▶ **Excerpted text**:
-*-

Note 2 Summary of Significant Accounting Policies
The following is a summary of accounting policies utilized in the financial statements which
were prepared in accordance with accounting principles generally accepted in the United
States of America.
Basis of Accounting
The accompanying financial statements of the Plan are maintained on the accrual basis of
accounting.
Valuation of Investments
The money market funds, mutual funds and common stock investments are valued at fair value
based on quoted market prices. Quoted market prices are based on the last reported sales
price on the last business day of the Plan year as reported by the principal securities
exchange on which the security is traded.
Units in commingled trust funds are valued at the unit value, as reported by the trustee of
the commingled trust fund on each valuation date.
Participant loans are valued at their outstanding balances, which approximate market value.
Purchases and sales of investments are reflected as of the trade date. Interest income is
recorded when earned. Dividend income is recorded on the ex-dividend date.
The Plan presents, in the statement of changes in net assets available for benefits, the net
change in the fair value of its investments which consists of the realized gains or losses
and the unrealized appreciation or depreciation on those investments.

-*-

▶ **Given data**:
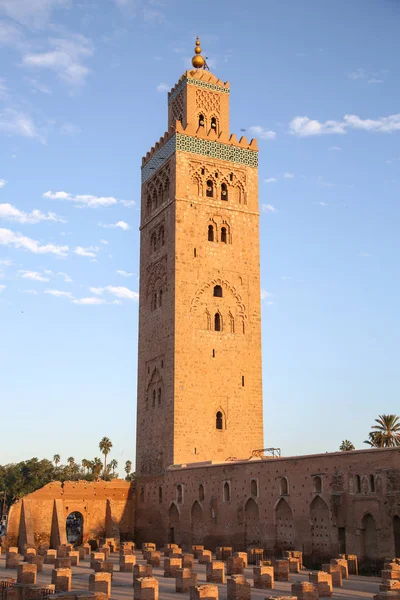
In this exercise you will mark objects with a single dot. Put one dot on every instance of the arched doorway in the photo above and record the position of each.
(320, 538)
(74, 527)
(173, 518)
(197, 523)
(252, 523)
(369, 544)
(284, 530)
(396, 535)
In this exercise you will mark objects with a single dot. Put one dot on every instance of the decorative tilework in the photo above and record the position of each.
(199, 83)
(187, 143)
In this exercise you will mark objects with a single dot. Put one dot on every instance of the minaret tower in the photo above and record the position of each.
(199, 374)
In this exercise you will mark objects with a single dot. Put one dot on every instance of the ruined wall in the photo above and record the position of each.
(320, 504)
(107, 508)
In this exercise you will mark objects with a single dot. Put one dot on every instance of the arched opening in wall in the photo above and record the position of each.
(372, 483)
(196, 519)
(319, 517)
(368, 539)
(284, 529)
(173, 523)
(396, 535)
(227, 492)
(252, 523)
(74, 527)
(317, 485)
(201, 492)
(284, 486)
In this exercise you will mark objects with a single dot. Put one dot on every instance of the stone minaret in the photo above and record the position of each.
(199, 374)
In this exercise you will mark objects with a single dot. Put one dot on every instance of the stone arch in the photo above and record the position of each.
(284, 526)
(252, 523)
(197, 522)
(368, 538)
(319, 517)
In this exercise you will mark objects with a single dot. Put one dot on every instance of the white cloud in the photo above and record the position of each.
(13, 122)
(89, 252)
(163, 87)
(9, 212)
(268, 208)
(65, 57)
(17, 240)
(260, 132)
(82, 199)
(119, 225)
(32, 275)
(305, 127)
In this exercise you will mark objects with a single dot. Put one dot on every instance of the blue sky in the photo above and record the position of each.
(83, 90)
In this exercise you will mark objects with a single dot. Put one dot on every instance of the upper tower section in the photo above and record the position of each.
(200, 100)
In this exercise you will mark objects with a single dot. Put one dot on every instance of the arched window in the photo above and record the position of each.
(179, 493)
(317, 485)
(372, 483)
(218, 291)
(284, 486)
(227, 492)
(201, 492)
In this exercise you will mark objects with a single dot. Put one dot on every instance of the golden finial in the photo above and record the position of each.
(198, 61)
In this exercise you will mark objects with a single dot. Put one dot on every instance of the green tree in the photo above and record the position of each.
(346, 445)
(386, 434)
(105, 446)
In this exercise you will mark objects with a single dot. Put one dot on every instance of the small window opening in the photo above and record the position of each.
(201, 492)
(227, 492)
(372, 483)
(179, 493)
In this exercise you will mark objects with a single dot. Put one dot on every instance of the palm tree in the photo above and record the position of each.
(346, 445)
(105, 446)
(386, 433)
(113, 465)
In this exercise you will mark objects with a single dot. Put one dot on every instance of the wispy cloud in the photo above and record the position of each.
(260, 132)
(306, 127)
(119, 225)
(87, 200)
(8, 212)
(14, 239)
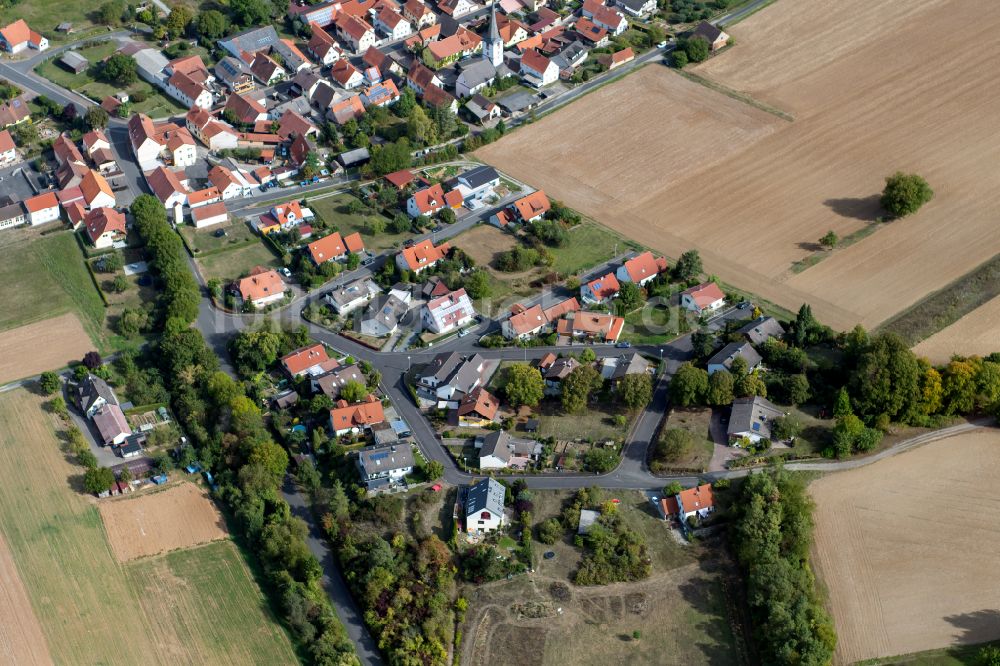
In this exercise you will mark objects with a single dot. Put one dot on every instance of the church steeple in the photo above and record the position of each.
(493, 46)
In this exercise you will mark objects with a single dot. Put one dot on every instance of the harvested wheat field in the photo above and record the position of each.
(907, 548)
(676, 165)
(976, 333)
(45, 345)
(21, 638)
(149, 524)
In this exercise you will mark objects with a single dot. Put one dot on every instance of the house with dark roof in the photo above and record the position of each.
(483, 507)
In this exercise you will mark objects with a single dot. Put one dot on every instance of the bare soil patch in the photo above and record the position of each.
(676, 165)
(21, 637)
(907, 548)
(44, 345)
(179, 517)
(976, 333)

-*-

▶ **Given task 1**: In the accounting policies note, how are participant loans valued?
▶ **Given task 2**: Copy the stretch of the accounting policies note from "Note 2 Summary" through "each valuation date.", word for word.
▶ **Given task 3**: Pick up the accounting policies note after its final sentence and keep writing.

▶ **Task response 1**: At their outstanding balances, which approximate market value.

▶ **Task response 2**:
Note 2 Summary of Significant Accounting Policies
The following is a summary of accounting policies utilized in the financial statements which
were prepared in accordance with accounting principles generally accepted in the United
States of America.
Basis of Accounting
The accompanying financial statements of the Plan are maintained on the accrual basis of
accounting.
Valuation of Investments
The money market funds, mutual funds and common stock investments are valued at fair value
based on quoted market prices. Quoted market prices are based on the last reported sales
price on the last business day of the Plan year as reported by the principal securities
exchange on which the security is traded.
Units in commingled trust funds are valued at the unit value, as reported by the trustee of
the commingled trust fund on each valuation date.

▶ **Task response 3**:
Contributions
Contributions from the Company are accrued based on the safe harbor contribution provisions
of the Plan. Contributions from employees are recorded and remitted in the period in which
the Company makes the deductions from the participants payroll.
6
Benefit Payments
Benefits payments are recognized when paid.
Use of Estimates
The preparation of financial statements in conformity with accounting principles generally
accepted in the United States of America requires management to make estimates and
assumptions that affect the reported amounts of assets and liabilities and disclosure of
contingent assets and liabilities at the date of the financial statements and the reported
amounts of additions and deductions during the reporting periods. Actual results could
differ from those estimates.
Recent Accounting Pronouncements
The Plans financial statements have been prepared in conformity with accounting principles
generally accepted in the United States (GAAP). On July 1, 2009, the Financial Accounting
Standards Board (FASB) released the authoritative version of its new Accounting Standards
Codification (Codification) as the single source for GAAP, which replaces all previous GAAP
accounting standards. While not intended to change GAAP, the Codification significantly
changes the way in which the accounting literature is organized. The Plan adopted the
Codification to reference GAAP accounting standards in its December 31, 2009 financial
statements. The adoption of the Codification did not impact the Plans financial statements
except for references made to authoritative accounting literature in the footnotes.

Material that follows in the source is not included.